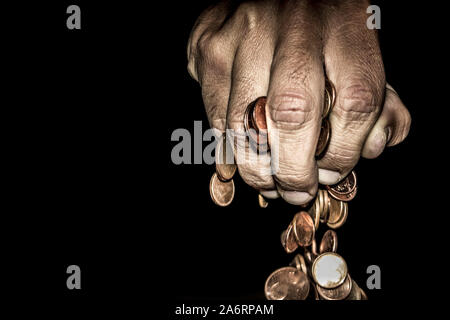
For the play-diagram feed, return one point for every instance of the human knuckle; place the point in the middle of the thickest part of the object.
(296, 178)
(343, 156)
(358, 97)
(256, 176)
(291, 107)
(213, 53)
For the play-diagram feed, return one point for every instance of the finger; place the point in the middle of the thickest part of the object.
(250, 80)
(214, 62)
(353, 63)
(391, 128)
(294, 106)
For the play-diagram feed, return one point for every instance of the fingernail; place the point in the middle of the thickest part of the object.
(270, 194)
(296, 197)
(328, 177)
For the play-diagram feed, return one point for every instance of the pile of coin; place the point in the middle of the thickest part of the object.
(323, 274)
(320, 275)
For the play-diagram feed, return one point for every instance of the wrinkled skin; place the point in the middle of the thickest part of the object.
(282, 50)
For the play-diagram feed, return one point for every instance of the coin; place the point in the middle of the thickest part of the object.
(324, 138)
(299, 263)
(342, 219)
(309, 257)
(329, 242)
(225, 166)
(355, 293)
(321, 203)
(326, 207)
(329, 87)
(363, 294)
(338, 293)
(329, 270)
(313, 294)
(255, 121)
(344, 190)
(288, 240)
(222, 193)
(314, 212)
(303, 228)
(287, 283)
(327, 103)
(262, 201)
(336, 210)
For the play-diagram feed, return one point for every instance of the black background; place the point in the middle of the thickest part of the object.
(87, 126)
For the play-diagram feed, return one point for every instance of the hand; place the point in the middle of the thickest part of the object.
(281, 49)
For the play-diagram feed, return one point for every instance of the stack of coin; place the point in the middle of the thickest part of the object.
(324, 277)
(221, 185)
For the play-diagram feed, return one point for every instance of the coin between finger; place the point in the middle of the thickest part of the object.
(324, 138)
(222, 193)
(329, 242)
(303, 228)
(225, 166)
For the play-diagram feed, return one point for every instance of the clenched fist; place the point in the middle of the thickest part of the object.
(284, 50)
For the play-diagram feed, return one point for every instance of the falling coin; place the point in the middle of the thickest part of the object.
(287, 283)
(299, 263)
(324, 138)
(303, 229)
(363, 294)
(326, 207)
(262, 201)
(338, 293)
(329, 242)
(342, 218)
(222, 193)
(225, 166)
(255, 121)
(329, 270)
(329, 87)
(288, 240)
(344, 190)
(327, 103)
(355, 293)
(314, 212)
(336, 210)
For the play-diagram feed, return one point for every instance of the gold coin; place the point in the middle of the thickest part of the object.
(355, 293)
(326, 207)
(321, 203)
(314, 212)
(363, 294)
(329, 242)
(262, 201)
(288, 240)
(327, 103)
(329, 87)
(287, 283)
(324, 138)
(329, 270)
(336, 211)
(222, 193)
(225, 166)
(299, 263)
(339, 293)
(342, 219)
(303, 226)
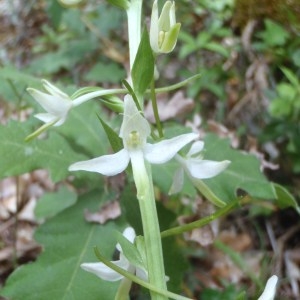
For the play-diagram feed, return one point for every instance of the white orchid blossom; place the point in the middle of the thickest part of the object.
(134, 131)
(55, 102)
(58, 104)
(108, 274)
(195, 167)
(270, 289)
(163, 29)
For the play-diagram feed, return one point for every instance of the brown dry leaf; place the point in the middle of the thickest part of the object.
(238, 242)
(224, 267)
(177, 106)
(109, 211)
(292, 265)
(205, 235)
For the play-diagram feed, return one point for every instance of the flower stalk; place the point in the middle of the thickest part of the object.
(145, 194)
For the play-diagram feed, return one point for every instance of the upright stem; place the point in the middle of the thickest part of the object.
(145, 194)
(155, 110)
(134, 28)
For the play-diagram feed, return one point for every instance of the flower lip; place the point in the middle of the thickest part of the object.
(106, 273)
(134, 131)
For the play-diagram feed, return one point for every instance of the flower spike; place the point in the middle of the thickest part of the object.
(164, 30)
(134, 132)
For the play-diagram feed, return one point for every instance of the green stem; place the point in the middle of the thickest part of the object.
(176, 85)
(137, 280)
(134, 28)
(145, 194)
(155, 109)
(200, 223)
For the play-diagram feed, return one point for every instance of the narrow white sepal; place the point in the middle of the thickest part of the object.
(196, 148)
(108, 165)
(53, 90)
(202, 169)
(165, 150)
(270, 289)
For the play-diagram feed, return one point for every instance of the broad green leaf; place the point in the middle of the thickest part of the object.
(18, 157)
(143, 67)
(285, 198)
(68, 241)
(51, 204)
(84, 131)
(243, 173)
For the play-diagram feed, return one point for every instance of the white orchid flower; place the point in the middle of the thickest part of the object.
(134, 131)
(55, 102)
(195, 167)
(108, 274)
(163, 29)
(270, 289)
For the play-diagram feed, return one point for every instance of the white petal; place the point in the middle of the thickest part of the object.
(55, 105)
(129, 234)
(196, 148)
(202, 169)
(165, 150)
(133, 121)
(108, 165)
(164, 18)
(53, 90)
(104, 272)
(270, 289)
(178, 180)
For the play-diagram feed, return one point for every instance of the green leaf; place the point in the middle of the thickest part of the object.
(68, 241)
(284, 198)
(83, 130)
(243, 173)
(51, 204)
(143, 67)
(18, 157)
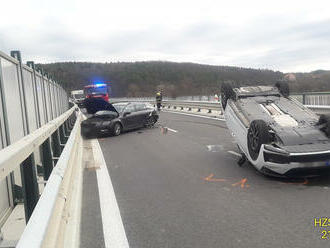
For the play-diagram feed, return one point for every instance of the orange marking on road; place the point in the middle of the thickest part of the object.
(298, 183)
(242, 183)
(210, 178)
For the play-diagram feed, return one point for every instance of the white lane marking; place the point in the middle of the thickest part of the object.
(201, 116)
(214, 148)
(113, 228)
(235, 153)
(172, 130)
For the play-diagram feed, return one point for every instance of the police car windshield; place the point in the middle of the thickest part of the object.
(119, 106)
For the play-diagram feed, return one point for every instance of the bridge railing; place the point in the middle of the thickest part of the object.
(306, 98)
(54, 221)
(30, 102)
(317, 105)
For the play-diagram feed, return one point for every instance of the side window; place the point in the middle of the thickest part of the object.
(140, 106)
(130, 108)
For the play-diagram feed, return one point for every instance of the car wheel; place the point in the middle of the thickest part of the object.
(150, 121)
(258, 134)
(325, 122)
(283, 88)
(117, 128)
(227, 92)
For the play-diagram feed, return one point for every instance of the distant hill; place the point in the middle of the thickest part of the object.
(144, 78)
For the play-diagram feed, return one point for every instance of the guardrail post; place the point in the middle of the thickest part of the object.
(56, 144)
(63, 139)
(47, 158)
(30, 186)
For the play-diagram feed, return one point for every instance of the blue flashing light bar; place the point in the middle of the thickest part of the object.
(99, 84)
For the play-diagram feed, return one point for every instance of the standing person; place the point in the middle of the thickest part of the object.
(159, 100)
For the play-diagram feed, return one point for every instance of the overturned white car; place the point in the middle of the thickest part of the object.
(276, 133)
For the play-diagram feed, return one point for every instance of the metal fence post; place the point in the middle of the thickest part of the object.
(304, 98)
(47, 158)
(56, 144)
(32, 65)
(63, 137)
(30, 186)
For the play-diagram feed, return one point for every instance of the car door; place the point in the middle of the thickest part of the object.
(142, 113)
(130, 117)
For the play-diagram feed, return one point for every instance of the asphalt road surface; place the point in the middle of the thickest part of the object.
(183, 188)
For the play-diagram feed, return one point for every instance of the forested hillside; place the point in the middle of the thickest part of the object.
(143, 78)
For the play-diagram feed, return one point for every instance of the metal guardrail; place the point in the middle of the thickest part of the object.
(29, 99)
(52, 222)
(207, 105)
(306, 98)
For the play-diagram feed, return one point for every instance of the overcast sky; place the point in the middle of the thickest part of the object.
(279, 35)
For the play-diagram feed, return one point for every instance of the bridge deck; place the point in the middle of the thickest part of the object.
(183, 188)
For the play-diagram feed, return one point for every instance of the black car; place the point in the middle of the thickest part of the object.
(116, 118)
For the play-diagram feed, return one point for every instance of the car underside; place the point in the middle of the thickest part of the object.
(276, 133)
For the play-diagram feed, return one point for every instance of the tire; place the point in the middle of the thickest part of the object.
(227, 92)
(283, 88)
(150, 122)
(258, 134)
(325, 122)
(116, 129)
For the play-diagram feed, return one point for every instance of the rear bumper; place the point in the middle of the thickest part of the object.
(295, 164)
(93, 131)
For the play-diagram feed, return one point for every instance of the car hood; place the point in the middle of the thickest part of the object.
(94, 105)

******************************

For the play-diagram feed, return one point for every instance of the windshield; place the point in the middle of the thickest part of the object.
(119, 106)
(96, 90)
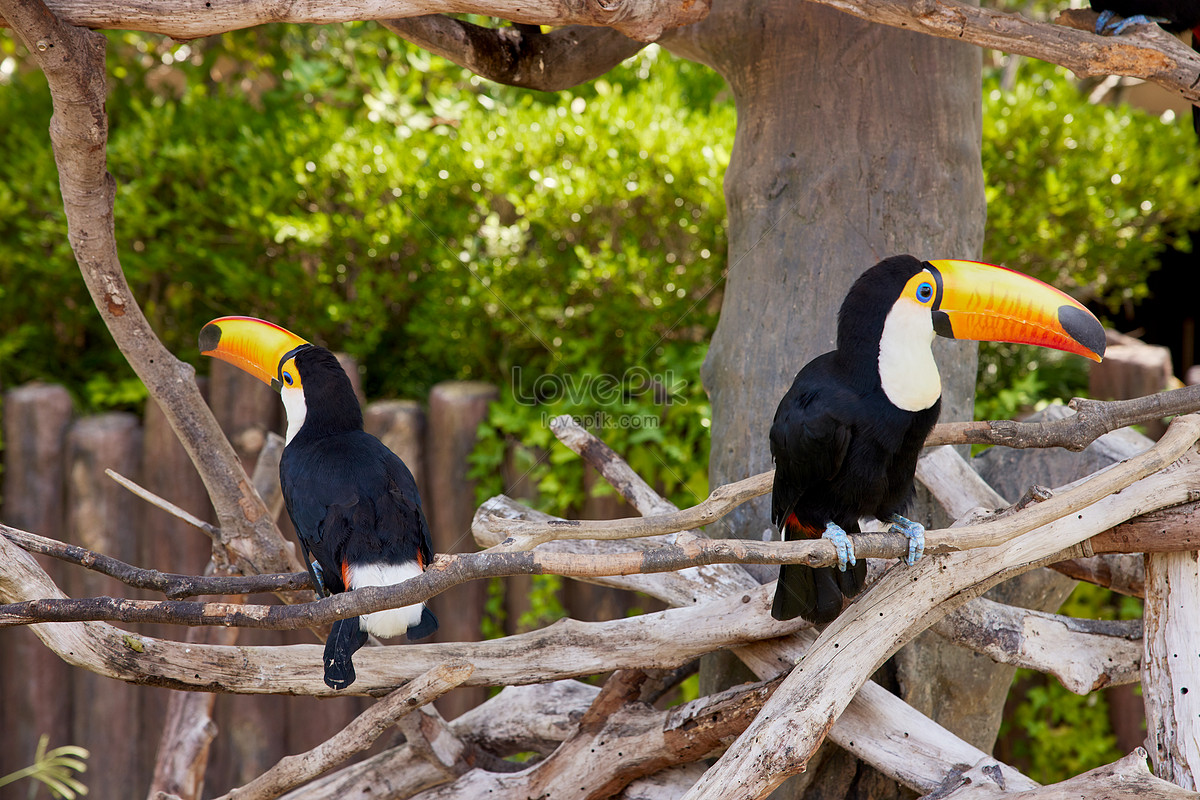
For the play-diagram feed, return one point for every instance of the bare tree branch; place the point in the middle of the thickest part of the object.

******************************

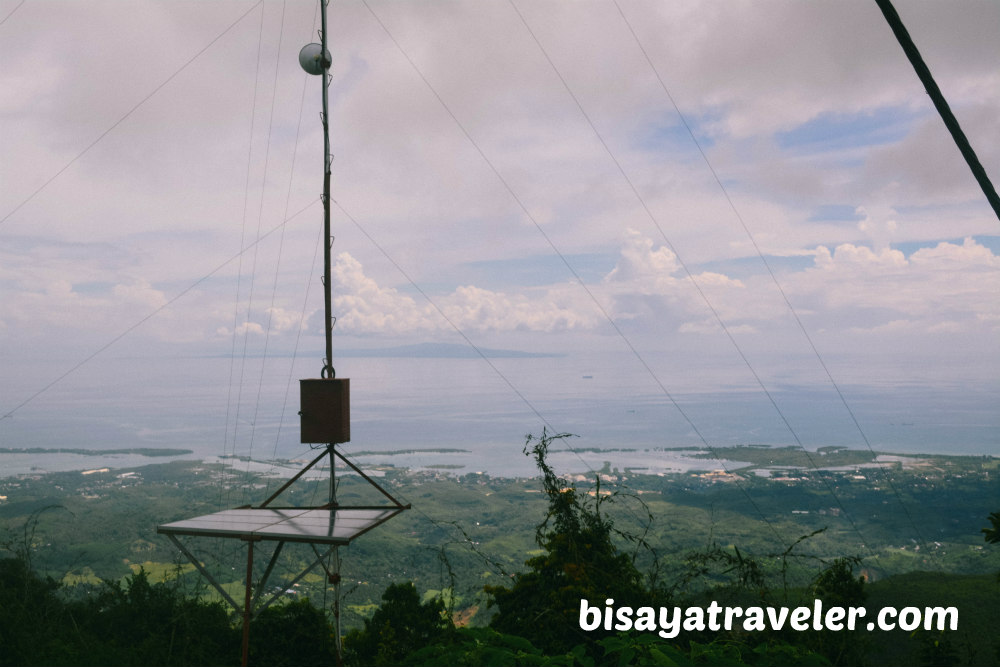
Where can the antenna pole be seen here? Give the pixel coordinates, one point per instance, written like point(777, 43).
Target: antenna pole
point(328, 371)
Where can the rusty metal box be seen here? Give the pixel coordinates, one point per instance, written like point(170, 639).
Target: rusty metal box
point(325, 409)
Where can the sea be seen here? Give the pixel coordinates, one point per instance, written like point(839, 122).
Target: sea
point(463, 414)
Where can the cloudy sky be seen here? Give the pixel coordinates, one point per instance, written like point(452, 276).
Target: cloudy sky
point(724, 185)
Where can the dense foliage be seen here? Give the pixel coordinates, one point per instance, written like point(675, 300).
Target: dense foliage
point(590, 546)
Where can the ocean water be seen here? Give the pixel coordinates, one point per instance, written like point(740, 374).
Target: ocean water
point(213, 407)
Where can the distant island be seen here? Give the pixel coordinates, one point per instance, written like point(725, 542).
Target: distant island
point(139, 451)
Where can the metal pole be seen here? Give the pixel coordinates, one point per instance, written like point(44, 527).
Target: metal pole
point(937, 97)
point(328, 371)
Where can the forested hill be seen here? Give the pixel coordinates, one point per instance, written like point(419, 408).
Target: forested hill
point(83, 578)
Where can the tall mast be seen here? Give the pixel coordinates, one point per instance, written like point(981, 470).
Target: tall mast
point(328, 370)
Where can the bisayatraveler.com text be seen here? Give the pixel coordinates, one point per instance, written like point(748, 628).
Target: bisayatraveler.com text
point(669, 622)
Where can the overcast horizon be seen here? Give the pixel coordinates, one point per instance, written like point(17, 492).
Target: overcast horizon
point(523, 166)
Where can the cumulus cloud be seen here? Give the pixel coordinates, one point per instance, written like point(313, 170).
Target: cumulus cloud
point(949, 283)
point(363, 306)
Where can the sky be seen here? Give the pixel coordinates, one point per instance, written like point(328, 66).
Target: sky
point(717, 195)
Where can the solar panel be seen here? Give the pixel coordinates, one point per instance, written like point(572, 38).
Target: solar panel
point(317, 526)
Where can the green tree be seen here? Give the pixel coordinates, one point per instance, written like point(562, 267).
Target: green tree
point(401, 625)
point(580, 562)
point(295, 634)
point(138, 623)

******************************

From the material above, copy exactly the lines between the line holding "Target: dense foliage" and the line holding "Where can the overcast", inclusive, and only those.

Target: dense foliage
point(590, 546)
Where can the ocean water be seen here? Give the pixel coordinates, one point per instance, written like point(740, 374).
Target: ocean water
point(213, 407)
Where can the distant island be seen here? Give the pixel coordinates, one point per instance, written like point(725, 542).
Target: distant island
point(139, 451)
Where can the metal pole be seen here? Give the pixel coordinates, one point per instance, written like point(44, 527).
Target: metal pole
point(937, 97)
point(328, 371)
Where can the forested hill be seen here? Give the pixel coordinates, one point per instance, written like point(419, 408).
Target: forested hill
point(83, 578)
Where can the tall mast be seen here? Give the pixel coordinates, one point per instance, written like point(981, 470).
Target: tall mast
point(328, 370)
Where can the bisayatraveler.com text be seen here? Give the pixel coordinates, one point per instance, written like point(748, 628).
Target: bisayatraveler.com text
point(669, 622)
Where can the overcast horizon be seen here? Give the pixel coordinates, one point per instance, written like point(17, 492).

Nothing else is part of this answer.